## Texte présenté

Qui est cet homme qui commente avec moult détails un planisphère géant réalisé avec les moyens du bord ? C’est Louis Bouquin*, aveugle depuis l’âge de quatre mois.
Les Moulinois n’en sont pas revenus, pas plus que le public des nombreuses villes où il installe son petit commerce. Les samedi 25 et dimanche 26 avril 1896, place de l’évêché (derrière le tribunal d’instance), il est là, accroupi, au milieu du monde reconstitué sur quelques mètres carrés délimités par des cordes. Des ardoises ou des briques plates pour les océans, de grosses pierres pour les hautes montagnes, des fragments de marbre ou cailloux blancs pour les villes, de minces baguettes pour les rivières, plus épais pour les fleuves, des ficelles tendues pour les lignes de paquebots, de courts piquets portant les noms et drapeaux des pays, c’est là tout son matériel.
Ses connaissances sont incroyablement documentées et précises. Il donne chiffres, dates, descriptions, altitudes, débits et longueurs des cours d’eau, population des états et des villes, évènements historiques, étapes des conquêtes et des colonisations, mouvement des ports, ressources économiques, etc. Et il ne s’agit pas d’une récitation, mais de réponses aux questions que le passant souhaite lui poser.

## Données fournies
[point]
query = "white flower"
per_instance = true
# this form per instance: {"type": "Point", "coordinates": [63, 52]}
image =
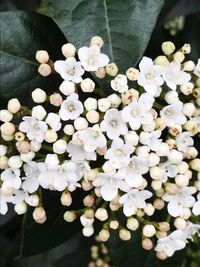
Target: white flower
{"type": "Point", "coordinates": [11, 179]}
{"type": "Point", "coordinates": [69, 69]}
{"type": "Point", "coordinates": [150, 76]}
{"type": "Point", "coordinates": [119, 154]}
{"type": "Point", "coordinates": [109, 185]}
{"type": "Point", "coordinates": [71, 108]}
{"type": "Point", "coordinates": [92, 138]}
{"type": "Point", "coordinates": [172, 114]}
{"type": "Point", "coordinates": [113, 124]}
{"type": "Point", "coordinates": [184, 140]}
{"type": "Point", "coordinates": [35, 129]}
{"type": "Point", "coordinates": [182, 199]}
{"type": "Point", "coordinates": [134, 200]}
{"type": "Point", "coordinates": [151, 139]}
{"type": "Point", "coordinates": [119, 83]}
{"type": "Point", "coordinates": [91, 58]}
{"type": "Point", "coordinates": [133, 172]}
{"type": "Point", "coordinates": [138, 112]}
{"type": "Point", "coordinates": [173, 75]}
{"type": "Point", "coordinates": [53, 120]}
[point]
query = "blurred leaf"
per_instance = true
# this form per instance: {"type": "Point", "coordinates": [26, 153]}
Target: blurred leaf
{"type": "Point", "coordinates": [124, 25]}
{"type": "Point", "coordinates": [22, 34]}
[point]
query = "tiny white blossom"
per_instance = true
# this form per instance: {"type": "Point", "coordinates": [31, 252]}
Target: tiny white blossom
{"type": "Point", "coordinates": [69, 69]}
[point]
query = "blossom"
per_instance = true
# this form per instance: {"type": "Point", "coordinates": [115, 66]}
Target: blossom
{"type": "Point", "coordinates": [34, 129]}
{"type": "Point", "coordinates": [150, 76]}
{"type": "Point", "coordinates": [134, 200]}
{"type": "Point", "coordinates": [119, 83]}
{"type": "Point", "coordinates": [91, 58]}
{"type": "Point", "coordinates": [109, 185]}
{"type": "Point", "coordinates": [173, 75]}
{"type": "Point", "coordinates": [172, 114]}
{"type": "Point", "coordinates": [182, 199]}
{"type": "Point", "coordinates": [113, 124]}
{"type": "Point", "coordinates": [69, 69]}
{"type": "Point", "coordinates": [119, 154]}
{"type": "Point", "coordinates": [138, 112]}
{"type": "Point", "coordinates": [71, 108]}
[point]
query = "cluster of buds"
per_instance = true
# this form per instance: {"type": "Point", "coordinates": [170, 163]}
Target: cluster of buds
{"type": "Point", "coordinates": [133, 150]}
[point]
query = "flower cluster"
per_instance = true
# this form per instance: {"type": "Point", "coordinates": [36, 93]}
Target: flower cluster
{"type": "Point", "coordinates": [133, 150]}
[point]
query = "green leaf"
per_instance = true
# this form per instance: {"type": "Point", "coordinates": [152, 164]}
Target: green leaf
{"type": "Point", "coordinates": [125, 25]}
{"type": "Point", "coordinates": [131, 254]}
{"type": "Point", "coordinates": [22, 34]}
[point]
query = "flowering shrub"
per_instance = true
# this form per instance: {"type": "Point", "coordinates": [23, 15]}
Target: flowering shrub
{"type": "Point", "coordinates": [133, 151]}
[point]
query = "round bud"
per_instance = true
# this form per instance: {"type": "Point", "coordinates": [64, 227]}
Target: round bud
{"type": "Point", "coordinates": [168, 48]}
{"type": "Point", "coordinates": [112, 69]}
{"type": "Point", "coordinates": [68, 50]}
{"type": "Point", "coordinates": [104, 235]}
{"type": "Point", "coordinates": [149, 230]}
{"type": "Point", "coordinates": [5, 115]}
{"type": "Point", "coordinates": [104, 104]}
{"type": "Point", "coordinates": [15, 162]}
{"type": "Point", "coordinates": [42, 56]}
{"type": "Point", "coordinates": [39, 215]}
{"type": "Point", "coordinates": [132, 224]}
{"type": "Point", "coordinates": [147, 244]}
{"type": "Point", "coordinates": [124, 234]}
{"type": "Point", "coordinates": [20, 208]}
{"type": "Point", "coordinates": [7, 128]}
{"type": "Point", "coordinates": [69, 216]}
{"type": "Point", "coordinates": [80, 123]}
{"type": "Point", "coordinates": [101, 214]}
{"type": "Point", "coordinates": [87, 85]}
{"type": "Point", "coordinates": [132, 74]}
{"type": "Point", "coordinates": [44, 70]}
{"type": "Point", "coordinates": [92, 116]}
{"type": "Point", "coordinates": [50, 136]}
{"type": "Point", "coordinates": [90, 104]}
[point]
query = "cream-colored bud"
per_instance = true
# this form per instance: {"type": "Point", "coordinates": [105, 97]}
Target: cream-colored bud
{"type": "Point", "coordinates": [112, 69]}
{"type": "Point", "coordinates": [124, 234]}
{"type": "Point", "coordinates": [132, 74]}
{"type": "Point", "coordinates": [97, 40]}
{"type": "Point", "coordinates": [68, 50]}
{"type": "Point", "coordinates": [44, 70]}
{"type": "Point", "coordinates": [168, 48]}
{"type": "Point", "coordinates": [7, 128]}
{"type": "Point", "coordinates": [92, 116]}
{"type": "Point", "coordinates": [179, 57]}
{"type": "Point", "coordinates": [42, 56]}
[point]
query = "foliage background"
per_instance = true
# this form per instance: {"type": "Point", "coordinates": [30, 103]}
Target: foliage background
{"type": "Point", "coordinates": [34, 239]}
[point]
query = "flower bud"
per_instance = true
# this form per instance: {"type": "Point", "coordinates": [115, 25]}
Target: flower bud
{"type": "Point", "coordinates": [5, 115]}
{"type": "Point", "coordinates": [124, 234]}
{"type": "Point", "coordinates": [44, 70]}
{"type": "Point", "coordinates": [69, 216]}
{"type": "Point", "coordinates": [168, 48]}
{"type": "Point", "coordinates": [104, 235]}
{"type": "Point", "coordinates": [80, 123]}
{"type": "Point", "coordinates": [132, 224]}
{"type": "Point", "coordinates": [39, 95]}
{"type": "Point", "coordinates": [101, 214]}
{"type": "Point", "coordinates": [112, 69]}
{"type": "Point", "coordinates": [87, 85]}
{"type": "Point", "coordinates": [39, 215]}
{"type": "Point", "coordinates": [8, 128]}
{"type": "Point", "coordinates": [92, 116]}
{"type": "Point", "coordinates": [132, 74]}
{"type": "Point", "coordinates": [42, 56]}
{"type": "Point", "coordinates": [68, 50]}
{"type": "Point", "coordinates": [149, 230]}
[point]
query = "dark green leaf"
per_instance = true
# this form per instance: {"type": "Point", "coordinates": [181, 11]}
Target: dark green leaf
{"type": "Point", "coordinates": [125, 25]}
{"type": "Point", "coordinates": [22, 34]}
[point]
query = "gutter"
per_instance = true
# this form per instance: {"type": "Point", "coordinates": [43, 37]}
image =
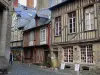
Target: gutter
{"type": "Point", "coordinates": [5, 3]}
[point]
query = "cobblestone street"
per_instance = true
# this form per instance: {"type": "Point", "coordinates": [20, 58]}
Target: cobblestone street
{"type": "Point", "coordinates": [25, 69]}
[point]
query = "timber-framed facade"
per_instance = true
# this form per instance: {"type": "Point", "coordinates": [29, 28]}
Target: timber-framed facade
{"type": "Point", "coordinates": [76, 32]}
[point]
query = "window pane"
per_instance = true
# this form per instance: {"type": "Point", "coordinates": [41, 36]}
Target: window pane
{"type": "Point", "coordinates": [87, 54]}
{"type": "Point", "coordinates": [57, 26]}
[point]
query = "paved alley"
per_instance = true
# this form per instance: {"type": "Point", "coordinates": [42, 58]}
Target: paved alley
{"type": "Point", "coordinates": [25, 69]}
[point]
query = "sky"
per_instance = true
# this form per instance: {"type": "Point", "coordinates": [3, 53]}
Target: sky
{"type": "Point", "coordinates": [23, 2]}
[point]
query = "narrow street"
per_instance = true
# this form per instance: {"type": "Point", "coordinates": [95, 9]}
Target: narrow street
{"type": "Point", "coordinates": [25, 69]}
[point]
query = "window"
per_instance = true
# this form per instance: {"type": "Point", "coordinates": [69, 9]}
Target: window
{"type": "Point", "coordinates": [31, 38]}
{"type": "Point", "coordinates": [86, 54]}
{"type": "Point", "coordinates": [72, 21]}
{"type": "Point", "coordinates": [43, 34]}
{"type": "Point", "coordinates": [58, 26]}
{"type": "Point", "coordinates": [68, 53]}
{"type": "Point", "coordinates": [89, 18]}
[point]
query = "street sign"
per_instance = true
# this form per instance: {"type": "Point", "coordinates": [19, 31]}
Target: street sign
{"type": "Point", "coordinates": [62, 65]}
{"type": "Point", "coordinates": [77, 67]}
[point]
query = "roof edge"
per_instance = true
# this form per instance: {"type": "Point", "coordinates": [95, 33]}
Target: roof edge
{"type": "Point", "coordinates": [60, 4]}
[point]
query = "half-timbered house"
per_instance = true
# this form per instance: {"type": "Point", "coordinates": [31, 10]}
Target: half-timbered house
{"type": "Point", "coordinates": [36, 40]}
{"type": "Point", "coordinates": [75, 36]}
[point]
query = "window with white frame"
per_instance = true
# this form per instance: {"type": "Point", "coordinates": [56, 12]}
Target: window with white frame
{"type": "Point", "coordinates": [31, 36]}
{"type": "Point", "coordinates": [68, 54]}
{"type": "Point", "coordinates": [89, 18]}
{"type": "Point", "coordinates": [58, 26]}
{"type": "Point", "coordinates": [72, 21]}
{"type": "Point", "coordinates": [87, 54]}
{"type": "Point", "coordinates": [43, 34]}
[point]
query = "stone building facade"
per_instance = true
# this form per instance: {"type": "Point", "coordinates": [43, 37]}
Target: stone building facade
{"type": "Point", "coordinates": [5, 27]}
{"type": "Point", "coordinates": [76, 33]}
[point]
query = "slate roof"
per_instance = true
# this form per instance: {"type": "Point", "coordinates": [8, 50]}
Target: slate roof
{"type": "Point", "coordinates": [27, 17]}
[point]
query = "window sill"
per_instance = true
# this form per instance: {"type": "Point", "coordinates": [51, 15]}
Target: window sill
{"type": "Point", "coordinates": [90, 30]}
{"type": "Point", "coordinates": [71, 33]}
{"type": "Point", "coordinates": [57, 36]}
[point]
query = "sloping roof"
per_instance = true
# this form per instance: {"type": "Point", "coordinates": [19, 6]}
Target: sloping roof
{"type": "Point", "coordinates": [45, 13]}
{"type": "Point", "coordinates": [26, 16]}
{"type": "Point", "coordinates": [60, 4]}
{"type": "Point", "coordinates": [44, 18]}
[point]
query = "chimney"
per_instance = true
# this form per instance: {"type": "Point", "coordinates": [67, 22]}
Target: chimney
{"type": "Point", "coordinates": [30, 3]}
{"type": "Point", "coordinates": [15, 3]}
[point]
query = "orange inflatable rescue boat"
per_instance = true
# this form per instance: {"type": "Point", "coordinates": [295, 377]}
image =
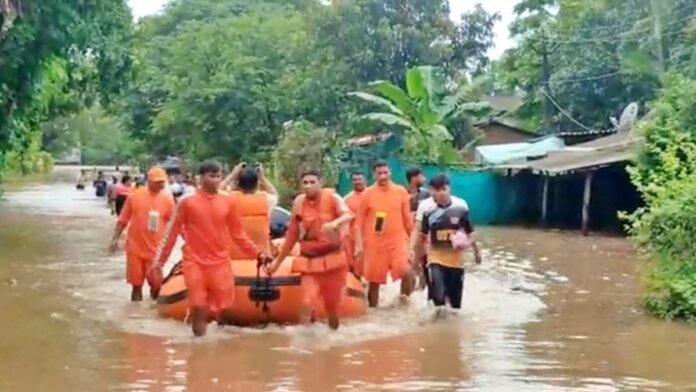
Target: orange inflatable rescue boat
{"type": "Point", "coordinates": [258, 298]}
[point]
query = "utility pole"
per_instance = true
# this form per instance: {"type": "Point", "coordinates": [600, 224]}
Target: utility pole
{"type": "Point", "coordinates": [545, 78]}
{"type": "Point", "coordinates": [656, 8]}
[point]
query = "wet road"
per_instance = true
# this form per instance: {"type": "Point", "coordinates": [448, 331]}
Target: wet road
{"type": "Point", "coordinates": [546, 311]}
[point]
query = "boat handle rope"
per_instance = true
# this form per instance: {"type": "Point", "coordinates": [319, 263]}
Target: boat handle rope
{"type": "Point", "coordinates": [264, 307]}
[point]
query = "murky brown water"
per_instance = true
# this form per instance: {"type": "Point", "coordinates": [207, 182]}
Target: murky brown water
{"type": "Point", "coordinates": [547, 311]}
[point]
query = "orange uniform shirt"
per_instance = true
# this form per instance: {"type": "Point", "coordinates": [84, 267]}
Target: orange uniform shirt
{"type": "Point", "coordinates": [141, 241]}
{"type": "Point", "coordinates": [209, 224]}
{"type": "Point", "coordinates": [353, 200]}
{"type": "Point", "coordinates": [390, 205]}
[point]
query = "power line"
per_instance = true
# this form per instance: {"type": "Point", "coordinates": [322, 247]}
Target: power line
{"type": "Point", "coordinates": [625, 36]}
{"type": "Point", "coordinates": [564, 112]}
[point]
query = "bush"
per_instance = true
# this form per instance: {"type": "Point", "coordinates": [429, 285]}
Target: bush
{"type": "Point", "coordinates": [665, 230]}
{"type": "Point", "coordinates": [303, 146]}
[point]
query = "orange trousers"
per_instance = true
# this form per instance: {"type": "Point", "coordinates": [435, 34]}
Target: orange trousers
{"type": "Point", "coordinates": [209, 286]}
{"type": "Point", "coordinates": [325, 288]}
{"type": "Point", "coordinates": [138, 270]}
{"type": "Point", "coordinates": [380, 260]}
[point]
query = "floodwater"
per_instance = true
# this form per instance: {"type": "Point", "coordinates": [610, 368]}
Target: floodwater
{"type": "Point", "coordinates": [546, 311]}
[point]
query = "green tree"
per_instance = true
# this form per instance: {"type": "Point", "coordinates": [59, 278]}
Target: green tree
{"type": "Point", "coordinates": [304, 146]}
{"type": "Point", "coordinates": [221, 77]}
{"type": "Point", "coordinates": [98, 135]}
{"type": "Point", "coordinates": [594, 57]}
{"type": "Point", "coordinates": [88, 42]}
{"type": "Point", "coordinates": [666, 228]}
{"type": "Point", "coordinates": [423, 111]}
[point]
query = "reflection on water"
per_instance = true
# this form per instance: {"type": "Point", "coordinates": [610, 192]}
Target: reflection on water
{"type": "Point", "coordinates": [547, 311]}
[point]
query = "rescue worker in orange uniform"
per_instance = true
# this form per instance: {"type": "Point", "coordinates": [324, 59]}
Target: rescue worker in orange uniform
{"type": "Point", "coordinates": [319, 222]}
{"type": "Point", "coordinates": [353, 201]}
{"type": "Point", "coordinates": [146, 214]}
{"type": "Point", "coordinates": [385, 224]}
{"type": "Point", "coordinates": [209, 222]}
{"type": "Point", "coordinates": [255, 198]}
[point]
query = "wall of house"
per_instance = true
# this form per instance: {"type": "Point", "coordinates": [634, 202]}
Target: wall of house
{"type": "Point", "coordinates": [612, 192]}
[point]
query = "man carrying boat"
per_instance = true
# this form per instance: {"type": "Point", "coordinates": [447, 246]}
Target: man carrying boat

## Tâches
a – Affichez chaque ligne des enregistrements qui contient la chaîne "utility".
b – Prolongez le texte sur Louis Bouquin et son planisphère géant à partir de sa dernière phrase.

## Réponses rédigées
a –
query = "utility pole"
Target: utility pole

b –
Dans ses souvenirs d’une dizaine de pages écrits en 1895 et parus en 1910 dans le bulletin de l’association Haüy Valentin (Autobiographie d’un aveugle), Louis Bouquin raconte qu’il a appris à s’orienter en se déplaçant dans les environs de la maisonnette familiale à la campagne. Il apprend à reconnaître les chemins, les ruisseaux, l’emplacement des fermes, des carrefours, des champs, la direction des rues, la place des maisons du village. Scolarisé avec les enfants de Ménétréol, il bénéficie du soutien attentif de l’instituteur qui lui lit des livres de géographie pendant les récréations.
Le curé de la paroisse propose à ses parents de faire entrer Louis à l’institution des jeunes aveugles de Paris. Mais le maire s’oppose à la demande de bourse à cause de sa mésentente avec le prêtre. Louis a alors 12 ans. Il continue à apprendre, à creuser des rigoles à partir d’un fossé d’irrigation et à suivre le parcours de petites boîtes légères qu’il y dépose, à imaginer comment représenter ce qu’il ne voit pas.
Au printemps 1887, il commence à tracer des cartes, mais s’estimant insuffisamment préparé, il approfondit son savoir géographique en suivant des cours à l’école durant trois hivers.
Il débute vraiment sa carrière en mai 1891 au comice agricole d’Aubigny-sur-Nère, chef-lieu du canton. Un romancier, monsieur Pradel, châtelain à ses heures, et quelques-uns de ses amis lui fournissent du petit matériel dont ils lui facilitent le transport jusqu’à la foire. Le jury lui attribue une prime de 25 francs pour sa démonstration.
C’est ainsi que, petit à petit, Louis Bouquin s’éloigne de Ménétréol et s’attire le respect et l’admiration des gens rencontrés. Son frère l’assiste, puis sa femme à partir de 1903 qui lui fait également découvrir de nouveaux ouvrages de géographie. Il se déplace à la belle saison et reste plus ou moins longtemps selon l’intérêt suscité et la bienveillance des autorités locales. Il ne veut pas être assisté et insiste sur l’importance d’être rémunéré pour son travail.
Un journaliste de province avait sollicité l’octroi des palmes académiques à Louis Bouquin peu avant la guerre de 14-18. Il semble qu’aucune suite n’ait été donnée.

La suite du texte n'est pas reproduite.